> [Directions]: What you should write out is every line from the one containing "MULTIPOLYGON (((497 317, 418" to the end of the data, exactly and with nothing else.

• • •

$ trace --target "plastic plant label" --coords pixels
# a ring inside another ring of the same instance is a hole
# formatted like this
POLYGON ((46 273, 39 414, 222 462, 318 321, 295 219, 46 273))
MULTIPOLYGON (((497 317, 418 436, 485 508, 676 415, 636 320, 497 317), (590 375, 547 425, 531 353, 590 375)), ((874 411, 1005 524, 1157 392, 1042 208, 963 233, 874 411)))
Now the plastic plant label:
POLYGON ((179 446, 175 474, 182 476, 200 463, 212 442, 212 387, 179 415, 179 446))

• • •

> [Reply]:
MULTIPOLYGON (((497 317, 418 436, 485 508, 676 415, 636 320, 497 317), (590 375, 547 425, 531 353, 590 375)), ((874 411, 1005 524, 1157 392, 1042 208, 963 233, 874 411)))
Now the plastic plant label:
POLYGON ((179 446, 175 474, 182 476, 200 463, 212 442, 212 387, 179 415, 179 446))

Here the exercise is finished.